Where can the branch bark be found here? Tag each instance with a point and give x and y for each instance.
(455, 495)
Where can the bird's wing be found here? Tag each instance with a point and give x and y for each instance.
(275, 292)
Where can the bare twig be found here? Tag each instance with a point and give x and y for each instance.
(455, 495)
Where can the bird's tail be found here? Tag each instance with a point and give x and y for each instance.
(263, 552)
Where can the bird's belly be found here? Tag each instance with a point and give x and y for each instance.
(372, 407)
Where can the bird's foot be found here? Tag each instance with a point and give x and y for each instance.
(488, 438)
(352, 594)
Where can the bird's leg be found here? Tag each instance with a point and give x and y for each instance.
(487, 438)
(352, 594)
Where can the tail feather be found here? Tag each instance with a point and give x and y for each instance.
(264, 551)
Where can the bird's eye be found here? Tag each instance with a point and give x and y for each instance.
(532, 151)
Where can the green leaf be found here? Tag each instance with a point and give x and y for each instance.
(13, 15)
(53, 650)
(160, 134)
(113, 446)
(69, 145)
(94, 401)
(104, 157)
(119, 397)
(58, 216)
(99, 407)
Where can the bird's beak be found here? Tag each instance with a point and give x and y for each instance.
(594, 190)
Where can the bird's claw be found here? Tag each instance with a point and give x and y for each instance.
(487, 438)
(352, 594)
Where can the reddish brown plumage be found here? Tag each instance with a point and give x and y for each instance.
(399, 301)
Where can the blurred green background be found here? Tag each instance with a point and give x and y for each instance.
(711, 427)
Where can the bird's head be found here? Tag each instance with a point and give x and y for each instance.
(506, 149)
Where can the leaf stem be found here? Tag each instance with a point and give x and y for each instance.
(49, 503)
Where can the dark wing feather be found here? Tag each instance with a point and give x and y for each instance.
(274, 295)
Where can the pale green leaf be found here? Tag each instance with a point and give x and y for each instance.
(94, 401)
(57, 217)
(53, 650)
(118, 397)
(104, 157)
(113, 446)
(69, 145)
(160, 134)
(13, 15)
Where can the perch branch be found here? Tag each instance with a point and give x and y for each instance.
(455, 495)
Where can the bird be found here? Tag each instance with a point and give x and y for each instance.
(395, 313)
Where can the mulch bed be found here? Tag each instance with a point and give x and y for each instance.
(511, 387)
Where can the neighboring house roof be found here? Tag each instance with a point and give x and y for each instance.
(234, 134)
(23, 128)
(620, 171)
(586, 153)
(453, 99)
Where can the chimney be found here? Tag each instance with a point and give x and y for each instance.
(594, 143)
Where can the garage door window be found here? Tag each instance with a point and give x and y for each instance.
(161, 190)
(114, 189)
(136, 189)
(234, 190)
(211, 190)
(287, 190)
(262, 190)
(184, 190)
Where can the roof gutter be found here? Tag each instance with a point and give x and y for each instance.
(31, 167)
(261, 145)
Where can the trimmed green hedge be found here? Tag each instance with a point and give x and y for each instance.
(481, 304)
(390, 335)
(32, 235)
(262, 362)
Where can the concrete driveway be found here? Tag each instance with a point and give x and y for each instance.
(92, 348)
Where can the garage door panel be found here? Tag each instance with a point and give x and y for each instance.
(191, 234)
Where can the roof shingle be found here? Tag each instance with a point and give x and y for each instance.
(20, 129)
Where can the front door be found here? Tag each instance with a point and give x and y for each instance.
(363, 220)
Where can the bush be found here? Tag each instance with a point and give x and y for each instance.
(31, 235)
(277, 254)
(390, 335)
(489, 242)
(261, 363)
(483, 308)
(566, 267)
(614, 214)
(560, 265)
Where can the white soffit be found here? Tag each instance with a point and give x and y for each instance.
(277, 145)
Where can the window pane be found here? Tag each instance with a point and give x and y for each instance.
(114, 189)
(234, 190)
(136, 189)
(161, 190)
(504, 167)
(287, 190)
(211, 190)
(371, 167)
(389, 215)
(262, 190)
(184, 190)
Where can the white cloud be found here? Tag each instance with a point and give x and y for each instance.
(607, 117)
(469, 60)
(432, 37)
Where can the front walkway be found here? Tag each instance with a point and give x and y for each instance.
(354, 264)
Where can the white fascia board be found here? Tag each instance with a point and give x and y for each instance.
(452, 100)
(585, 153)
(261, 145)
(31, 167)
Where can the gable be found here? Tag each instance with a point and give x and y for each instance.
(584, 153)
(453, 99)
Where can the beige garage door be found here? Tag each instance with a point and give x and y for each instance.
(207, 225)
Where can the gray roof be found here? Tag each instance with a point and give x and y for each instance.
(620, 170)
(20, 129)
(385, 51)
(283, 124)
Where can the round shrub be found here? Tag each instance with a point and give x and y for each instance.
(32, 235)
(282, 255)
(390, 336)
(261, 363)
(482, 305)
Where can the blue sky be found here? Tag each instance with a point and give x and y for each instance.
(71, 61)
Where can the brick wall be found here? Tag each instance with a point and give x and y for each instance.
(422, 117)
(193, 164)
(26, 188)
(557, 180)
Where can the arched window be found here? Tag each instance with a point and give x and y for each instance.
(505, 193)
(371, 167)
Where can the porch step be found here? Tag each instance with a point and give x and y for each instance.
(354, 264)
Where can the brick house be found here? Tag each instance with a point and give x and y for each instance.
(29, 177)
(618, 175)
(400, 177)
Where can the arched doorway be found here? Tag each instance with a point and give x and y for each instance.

## What the task asks
All the data must be duplicated exactly, with nothing added or removed.

## Solution to the exercise
Where can the branch bark be found here? Tag each instance with a point and give x and y for each instance.
(455, 495)
Where can the bird's wing be found here? Tag each instance with a point and give x and y for each instance.
(275, 292)
Where can the bare twig be found here? Tag each instance with a point and give x and y for each instance.
(455, 495)
Where can the bird's tail be found here? Tag each instance with a point and give x and y for each instance.
(263, 552)
Where can the bird's belly be found here? Tag each instance with a point and give x and y for each instance.
(372, 407)
Where can the bird's foot be found here? Tag each instance with a point and give x and y for each instance.
(488, 438)
(352, 594)
Where can the bird's leg be found here? Tag each instance with a point and give x and y for each instance.
(487, 438)
(352, 594)
Where can the tail feather be found here? Tag each instance with a point and give x and y for each instance.
(264, 551)
Where can the bird's eye be found here? Tag each instance with a point and give x and y for each instance.
(532, 151)
Where can the green leaf be found here? Tag each instance with a point and give x and y for each instance.
(13, 15)
(53, 650)
(160, 134)
(113, 446)
(69, 145)
(94, 401)
(104, 157)
(119, 397)
(58, 216)
(99, 407)
Where can the bird's beak be found here? Tag each instance with a point and give x and y for each instance.
(594, 190)
Where can the bird's claw be found here? Tag each instance with a point and give x and y for each instance.
(487, 438)
(352, 594)
Where can the reddish brown plumage be found here? Tag each instance with a point and give x and y for each instance.
(399, 301)
Where can the blurred green background be found here? Tag each instance with a point and give x and y for each instance.
(711, 427)
Where can the bird's head be found here? Tag each instance with a point and give x and y for each instance.
(506, 149)
Where can the leaf stem be found here? Tag each instance with a point and give x and y for each instance.
(49, 503)
Where can the dark wing feather be found here? Tag each instance with a point and give x and y for each instance.
(274, 295)
Where can the pale green leaf be found here? Tag each instance with a point and give x and y for each instance.
(94, 401)
(57, 217)
(53, 650)
(118, 397)
(104, 157)
(113, 446)
(69, 145)
(160, 134)
(13, 15)
Where can the perch branch be found here? Tag each instance with a point and give x and y for each instance.
(455, 495)
Where can the bird be found here? Tag each instance with a point and give x and y for each instance.
(395, 313)
Where can the mulch bed be found here? Tag each instance with a point and give x and y for each instance.
(511, 387)
Where can the neighboring house roof be found here? Tag each instance with a point and give x and y for each instance.
(234, 134)
(23, 128)
(620, 171)
(586, 153)
(453, 99)
Where can the chimney be found here? Tag each instance with a point and give x and y for each instance.
(594, 143)
Where can the garage door window be found here? Tag each instance with a point and give x and y for each instance.
(161, 190)
(114, 189)
(136, 189)
(234, 190)
(211, 190)
(287, 190)
(262, 190)
(184, 190)
Where can the roof gutter be found here? Tag each instance with a point and give x and y for each instance.
(31, 167)
(261, 145)
Where can the trimmed green hedge be found here? Tag each instance with a point and give x and y for each instance.
(481, 304)
(390, 335)
(32, 235)
(262, 362)
Where can the concrete driveway be found here? Tag each instance with a point and give x and y for each instance.
(92, 348)
Where can the garage door panel be found here? Tag each instance with a point and give x and y for each instance.
(191, 234)
Where can the roof shingle be found here? Tag each instance with a point and give x and y for each instance.
(20, 129)
Where can the front door be found here? Tag each instance with a point and give x and y for each instance.
(363, 220)
Where can the bush be found here? Tag each instance with a point and give x and y for each instance.
(31, 235)
(277, 254)
(390, 335)
(489, 242)
(261, 363)
(483, 308)
(566, 267)
(614, 214)
(560, 265)
Where can the white soffit be found here? Tag each instance with a point and give x and y for each instance.
(277, 145)
Where can the window pane be found here? Tag each instance with a point and give x and y for each instance.
(114, 189)
(234, 190)
(136, 189)
(161, 190)
(504, 167)
(287, 190)
(211, 190)
(371, 167)
(389, 215)
(262, 190)
(184, 190)
Where can the white cloud be found here? Tag each instance with a point and give x and y for each instance.
(607, 117)
(469, 60)
(432, 37)
Where can the front walkway be found here? Tag each instance with a point and give x and y for each instance.
(354, 264)
Where can the white fascia board be found here? Tag each instance with a point and give x and y for each instance.
(452, 100)
(585, 153)
(261, 145)
(31, 167)
Where can the gable be found here? Tag each instance with a point and give x and y for each instance.
(584, 153)
(453, 99)
Where can the beige garage door be found here? Tag each instance with a point and give x and y for each instance.
(207, 225)
Where can the gray roof be found here? Tag each instance with a point and give x and y for each instance.
(620, 170)
(20, 129)
(385, 51)
(283, 124)
Where can the round shrub be found here? Tag each instance with a point and give x and y for each instance.
(32, 235)
(282, 255)
(390, 336)
(261, 363)
(482, 305)
Where can the blue sky be found here? Tag each instance with a point and give x and y for each instance.
(71, 61)
Where can the brick wall be found here? Tag each instance with a point and give x and y for each instance.
(422, 117)
(193, 164)
(26, 188)
(557, 180)
Where can the arched window be found here? Tag each instance with a point and give x and y for each instance.
(505, 193)
(371, 167)
Where can the porch step be found here? Tag each instance with a point and give x and y for each instance.
(354, 264)
Where can the brick house be found here? Tag each instance with a point and give x and y for each instance.
(29, 177)
(618, 175)
(400, 177)
Where can the arched doorway be found here? Tag each instance with a point and give x and y for each instance.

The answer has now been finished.